■ **TEXTO DADO**
Pinches despertadores!!

Estas ultimas semanas me he estado viendo en la penosa necesidad de levantarme a las 6:30 de la mañana, y eso sinceramente, me parece una verdadera y absoluta chupada de bolas.
Todos conocen el ritual: uno esta soñando apasiblemente con Liv Tyler y justo en el momento en el que la hermosa hija de Steve se dispone a hacer algo con uno.... BEEEEP BEEEEP BEEEEP!!!!!!!.

Hijo de la chingada... Primero uno se siente desorientado, asi como que no sabe que pedo, como que dice uno "Ahh chinga?!, ¿que hago aqui?, si yo estaba en mi mansion hecha de oro puro, tocando mi colección de clavecines con partituras originales de Bach, Liv Tyler estaba a punto de besarme y de repente.... ¡¿Que pedo?!".
¡Ahhhh me dan ganas de patearle las bolas al estupido reloj ese que salía en la Bella y la Bestia!
Todo esto lo piensa uno con una cara de pendejo digna de que la emulara Jojojorge Falcon.

■ **SECCIÓN DE DATOS**
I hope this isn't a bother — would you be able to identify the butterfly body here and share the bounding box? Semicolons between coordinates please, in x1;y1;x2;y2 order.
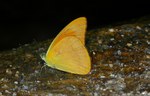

■ **QUÉ SE PIDE**
A – Reproduce el fragmento del texto sobre los despertadores que va entre "Estas ultimas semanas" y "emulara Jojojorge Falcon.", ambos incluidos.
B – Según el texto sobre los despertadores, ¿a qué hora ha tenido que levantarse quien escribe en las últimas semanas?
C – Traduce al inglés esta oración del texto sobre los despertadores: "Todo esto lo piensa uno con una cara de pendejo digna de que la emulara Jojojorge Falcon."

■ **RESPUESTAS**
A –
Estas ultimas semanas me he estado viendo en la penosa necesidad de levantarme a las 6:30 de la mañana, y eso sinceramente, me parece una verdadera y absoluta chupada de bolas.
Todos conocen el ritual: uno esta soñando apasiblemente con Liv Tyler y justo en el momento en el que la hermosa hija de Steve se dispone a hacer algo con uno.... BEEEEP BEEEEP BEEEEP!!!!!!!.

Hijo de la chingada... Primero uno se siente desorientado, asi como que no sabe que pedo, como que dice uno "Ahh chinga?!, ¿que hago aqui?, si yo estaba en mi mansion hecha de oro puro, tocando mi colección de clavecines con partituras originales de Bach, Liv Tyler estaba a punto de besarme y de repente.... ¡¿Que pedo?!".
¡Ahhhh me dan ganas de patearle las bolas al estupido reloj ese que salía en la Bella y la Bestia!
Todo esto lo piensa uno con una cara de pendejo digna de que la emulara Jojojorge Falcon.

B – A las 6:30 de la mañana.

C – You think all this with such a dumb look on your face that Jojojorge Falcon could have imitated it.